→ **MATERIAL FOR THE TASK**
_ _ _ _ _
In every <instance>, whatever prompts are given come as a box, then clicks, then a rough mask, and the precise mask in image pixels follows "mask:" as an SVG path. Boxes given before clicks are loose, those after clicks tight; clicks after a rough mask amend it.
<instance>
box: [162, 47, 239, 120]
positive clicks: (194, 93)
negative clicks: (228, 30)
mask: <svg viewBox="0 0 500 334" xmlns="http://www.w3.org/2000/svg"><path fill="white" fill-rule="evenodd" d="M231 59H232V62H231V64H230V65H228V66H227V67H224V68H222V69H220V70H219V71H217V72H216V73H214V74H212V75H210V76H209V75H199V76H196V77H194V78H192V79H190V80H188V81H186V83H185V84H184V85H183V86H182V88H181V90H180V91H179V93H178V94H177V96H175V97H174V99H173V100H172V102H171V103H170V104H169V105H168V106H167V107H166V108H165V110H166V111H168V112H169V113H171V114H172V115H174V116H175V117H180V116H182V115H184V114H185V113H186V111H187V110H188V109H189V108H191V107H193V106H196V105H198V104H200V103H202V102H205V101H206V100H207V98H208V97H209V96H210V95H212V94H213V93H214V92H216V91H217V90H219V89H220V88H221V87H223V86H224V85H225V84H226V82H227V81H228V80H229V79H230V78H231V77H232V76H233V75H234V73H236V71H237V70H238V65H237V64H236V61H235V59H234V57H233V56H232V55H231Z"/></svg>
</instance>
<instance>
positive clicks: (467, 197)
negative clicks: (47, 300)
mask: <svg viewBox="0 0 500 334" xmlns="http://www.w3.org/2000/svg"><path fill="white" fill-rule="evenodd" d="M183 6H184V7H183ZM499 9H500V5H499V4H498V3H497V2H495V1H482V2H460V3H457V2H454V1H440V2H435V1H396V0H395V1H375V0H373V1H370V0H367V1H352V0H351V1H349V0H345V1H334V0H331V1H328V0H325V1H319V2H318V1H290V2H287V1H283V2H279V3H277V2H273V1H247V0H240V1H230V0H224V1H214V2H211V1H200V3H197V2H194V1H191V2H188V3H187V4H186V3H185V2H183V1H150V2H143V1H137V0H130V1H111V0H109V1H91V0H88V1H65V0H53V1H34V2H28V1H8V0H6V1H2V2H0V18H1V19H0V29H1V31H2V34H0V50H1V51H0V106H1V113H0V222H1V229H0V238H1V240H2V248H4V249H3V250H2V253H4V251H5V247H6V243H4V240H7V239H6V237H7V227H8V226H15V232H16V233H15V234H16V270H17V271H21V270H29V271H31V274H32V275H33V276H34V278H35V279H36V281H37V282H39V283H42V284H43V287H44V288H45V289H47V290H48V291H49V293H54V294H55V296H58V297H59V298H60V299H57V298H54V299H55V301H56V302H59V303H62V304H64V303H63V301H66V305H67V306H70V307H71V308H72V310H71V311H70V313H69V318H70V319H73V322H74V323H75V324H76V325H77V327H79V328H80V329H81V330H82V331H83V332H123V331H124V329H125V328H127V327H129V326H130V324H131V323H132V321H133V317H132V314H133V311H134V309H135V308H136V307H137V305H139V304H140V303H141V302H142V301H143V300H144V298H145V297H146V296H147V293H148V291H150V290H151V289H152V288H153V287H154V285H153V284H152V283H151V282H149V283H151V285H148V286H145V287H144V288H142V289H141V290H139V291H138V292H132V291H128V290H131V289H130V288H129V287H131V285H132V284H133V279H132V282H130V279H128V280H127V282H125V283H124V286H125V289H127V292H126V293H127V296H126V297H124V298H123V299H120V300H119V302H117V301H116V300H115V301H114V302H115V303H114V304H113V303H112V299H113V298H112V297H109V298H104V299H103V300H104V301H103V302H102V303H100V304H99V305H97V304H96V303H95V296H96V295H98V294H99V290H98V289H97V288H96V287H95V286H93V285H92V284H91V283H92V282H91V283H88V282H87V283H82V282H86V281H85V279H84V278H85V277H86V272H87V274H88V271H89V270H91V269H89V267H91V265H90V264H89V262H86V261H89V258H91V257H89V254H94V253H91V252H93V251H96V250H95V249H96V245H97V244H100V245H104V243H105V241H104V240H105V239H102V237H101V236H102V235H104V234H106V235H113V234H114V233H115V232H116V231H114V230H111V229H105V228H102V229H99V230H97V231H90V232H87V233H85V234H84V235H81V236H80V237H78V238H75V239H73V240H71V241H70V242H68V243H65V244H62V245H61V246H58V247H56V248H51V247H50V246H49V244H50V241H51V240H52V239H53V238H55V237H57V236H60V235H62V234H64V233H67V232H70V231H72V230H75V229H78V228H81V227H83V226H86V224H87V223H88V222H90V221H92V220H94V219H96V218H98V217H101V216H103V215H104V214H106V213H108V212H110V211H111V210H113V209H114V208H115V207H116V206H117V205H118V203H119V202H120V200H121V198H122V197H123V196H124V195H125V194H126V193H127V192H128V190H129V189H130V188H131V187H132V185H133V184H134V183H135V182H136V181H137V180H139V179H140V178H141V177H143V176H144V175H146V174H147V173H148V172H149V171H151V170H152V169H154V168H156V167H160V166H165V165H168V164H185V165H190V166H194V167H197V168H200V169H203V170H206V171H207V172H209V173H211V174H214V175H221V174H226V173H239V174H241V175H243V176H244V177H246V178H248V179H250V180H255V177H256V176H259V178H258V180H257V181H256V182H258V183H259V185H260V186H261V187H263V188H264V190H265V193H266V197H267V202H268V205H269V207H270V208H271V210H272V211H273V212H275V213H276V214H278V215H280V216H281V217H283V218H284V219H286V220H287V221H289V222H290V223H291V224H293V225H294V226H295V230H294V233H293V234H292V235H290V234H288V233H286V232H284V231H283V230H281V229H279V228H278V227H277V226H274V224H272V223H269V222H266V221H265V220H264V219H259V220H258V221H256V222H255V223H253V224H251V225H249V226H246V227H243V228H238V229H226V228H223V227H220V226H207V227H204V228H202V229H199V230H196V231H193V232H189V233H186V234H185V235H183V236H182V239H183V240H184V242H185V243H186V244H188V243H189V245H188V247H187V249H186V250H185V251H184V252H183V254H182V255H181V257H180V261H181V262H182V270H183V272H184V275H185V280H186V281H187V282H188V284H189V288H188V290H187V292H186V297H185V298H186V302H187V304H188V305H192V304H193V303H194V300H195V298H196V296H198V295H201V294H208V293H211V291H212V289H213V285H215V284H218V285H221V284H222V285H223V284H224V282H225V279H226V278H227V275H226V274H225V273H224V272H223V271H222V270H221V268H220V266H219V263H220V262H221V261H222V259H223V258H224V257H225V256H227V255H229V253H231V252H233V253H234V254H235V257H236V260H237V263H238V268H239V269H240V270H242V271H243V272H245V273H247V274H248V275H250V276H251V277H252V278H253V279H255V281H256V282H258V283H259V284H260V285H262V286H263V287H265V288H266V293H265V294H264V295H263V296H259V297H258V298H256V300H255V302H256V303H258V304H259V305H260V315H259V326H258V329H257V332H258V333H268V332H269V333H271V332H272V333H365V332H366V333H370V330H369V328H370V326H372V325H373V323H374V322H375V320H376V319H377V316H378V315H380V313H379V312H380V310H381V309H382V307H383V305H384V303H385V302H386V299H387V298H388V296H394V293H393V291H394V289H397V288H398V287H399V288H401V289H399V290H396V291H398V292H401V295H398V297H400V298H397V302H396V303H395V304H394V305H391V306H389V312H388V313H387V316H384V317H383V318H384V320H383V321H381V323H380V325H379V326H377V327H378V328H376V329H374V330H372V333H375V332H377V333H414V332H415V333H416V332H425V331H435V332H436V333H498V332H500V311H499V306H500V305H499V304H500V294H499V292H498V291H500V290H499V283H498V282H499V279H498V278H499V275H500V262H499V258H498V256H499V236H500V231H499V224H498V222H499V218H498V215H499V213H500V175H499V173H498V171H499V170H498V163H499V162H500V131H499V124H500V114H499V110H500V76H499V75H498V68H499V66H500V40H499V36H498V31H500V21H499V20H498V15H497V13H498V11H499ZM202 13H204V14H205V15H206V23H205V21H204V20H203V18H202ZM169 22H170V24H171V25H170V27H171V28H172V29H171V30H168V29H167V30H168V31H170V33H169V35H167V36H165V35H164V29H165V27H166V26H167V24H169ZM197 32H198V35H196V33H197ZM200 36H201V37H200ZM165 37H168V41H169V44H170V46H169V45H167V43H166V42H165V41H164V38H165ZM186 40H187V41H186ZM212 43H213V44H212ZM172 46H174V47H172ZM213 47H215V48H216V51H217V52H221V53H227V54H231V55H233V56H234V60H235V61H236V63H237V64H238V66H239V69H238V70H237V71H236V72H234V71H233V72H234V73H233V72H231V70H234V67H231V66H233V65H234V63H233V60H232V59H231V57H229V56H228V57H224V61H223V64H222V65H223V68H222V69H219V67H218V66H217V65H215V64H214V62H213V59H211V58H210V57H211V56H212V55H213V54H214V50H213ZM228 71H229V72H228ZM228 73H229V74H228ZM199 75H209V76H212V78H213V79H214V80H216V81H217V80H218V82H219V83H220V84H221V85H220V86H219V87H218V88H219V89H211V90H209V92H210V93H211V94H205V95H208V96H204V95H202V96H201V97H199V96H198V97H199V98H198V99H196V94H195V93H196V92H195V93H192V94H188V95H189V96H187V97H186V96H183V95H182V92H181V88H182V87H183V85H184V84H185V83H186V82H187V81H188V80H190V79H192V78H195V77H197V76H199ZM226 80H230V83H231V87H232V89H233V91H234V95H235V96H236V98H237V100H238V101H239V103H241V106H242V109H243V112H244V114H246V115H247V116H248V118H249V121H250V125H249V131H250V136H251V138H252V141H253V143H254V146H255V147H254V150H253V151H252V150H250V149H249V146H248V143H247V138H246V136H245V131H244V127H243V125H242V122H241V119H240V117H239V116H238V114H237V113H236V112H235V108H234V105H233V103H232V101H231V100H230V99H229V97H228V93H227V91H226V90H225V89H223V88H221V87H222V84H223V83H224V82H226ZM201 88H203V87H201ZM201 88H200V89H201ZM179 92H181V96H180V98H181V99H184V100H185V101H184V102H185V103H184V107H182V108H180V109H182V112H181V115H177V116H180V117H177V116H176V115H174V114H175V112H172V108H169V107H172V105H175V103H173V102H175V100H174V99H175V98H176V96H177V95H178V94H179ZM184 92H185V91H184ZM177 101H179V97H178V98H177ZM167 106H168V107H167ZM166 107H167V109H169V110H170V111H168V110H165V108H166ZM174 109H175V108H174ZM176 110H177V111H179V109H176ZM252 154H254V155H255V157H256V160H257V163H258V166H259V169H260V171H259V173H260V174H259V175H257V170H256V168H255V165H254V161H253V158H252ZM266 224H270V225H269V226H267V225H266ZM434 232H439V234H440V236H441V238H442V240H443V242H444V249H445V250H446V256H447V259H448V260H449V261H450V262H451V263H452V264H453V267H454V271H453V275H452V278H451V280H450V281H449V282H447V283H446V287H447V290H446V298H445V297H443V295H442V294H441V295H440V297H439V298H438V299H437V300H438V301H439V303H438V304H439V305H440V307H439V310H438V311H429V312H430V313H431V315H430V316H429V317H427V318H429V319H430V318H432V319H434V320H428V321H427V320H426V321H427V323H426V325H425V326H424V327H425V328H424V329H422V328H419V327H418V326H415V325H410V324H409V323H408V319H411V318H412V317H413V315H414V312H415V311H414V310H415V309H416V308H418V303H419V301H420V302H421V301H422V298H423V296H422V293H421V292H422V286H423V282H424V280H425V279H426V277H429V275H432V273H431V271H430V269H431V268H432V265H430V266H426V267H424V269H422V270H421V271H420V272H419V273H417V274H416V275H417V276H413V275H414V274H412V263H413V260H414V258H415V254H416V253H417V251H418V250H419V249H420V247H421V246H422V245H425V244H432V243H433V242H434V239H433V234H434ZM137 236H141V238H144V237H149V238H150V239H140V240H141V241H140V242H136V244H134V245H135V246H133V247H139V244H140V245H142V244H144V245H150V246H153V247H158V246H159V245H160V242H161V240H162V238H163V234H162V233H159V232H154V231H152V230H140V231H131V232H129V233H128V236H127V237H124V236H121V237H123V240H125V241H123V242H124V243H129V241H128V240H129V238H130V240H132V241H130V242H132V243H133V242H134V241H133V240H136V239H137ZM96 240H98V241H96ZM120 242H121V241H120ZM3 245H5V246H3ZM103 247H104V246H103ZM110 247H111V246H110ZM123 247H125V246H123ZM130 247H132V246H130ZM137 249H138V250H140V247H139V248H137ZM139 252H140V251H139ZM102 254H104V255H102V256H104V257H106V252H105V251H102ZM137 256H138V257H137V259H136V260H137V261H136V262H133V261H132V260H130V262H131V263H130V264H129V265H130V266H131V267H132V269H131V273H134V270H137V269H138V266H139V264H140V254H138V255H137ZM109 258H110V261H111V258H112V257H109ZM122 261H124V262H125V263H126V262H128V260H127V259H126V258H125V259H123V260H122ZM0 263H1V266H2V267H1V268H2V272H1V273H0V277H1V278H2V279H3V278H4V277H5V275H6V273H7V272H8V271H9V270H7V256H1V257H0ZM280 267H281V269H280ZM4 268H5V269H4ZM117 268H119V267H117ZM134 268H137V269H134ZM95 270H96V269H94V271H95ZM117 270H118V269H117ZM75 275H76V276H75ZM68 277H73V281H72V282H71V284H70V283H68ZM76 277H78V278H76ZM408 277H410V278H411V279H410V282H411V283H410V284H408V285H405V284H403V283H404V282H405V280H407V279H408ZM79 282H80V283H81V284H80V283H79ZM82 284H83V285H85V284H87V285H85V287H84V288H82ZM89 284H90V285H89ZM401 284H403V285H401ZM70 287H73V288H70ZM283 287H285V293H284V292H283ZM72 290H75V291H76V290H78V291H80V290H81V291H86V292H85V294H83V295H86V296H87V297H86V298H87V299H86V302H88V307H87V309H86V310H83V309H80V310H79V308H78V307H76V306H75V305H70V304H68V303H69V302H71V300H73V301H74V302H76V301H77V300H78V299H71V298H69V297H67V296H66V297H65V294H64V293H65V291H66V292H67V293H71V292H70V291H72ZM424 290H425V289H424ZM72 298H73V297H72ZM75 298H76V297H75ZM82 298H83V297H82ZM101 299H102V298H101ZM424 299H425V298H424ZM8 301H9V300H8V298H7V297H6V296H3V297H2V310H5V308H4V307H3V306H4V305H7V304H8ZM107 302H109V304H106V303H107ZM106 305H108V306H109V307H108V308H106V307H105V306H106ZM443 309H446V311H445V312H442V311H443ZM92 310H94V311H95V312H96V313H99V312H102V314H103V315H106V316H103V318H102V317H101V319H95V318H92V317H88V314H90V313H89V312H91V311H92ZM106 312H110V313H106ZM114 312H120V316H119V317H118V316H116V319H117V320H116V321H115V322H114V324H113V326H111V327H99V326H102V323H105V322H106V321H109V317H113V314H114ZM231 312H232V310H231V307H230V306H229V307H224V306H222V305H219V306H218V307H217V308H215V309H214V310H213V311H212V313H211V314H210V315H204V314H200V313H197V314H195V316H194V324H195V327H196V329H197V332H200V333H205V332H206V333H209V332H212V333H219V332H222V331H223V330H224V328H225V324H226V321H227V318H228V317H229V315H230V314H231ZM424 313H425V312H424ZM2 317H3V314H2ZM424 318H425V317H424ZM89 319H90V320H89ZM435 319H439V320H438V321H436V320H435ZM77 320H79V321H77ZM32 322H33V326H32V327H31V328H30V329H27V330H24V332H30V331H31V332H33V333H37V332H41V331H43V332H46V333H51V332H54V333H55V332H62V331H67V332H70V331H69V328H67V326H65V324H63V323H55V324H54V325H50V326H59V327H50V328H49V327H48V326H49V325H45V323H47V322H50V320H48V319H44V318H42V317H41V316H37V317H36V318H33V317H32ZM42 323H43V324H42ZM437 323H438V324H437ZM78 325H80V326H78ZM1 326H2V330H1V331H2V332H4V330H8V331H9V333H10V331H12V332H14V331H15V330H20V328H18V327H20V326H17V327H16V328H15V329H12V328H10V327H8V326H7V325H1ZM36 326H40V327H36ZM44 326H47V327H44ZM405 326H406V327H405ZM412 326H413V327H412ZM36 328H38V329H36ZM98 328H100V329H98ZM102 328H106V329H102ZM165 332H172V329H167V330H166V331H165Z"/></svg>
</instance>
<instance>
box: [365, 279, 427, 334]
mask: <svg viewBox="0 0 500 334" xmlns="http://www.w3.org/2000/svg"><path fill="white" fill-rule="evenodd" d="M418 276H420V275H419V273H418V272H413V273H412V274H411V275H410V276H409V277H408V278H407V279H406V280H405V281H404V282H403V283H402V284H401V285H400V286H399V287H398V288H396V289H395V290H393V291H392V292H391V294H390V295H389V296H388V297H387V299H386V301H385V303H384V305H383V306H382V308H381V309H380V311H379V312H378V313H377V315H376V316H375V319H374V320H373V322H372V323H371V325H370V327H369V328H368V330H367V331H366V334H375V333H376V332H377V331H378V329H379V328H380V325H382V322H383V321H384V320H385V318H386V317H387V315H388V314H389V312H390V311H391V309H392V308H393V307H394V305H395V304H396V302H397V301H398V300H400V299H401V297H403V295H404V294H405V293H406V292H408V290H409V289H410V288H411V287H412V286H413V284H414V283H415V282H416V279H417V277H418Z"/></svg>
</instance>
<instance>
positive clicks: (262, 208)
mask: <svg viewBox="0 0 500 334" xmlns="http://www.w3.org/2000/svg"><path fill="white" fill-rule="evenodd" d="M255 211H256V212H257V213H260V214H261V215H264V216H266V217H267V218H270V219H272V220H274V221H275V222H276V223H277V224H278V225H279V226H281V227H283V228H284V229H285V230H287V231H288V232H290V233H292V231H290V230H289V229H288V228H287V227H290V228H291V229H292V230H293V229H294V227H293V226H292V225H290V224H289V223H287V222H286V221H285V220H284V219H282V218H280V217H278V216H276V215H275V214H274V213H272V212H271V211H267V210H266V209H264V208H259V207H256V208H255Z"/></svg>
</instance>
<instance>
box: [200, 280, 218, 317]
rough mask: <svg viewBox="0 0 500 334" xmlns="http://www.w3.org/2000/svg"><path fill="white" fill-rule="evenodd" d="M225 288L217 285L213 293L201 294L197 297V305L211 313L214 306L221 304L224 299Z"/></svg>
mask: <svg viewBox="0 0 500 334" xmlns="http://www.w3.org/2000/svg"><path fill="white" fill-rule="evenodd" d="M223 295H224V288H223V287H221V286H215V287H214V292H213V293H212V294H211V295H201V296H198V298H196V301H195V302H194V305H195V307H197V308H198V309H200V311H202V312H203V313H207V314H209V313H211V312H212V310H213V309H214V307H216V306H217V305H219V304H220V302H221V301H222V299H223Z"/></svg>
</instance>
_ _ _ _ _
→ **TASK GOAL**
Report each line of the rows above that contains the string "clicks", reproducing the lines unchanged.

→ **SOLUTION TO THIS EXERCISE**
In every <instance>, whatever prompts are given come as a box, then clicks, then a rough mask, and the precise mask in image pixels follows "mask:" as an SVG path. Boxes given before clicks are loose, those after clicks tight; clicks after a rough mask amend it.
positive clicks: (194, 93)
negative clicks: (228, 30)
positive clicks: (467, 197)
negative clicks: (47, 300)
positive clicks: (262, 208)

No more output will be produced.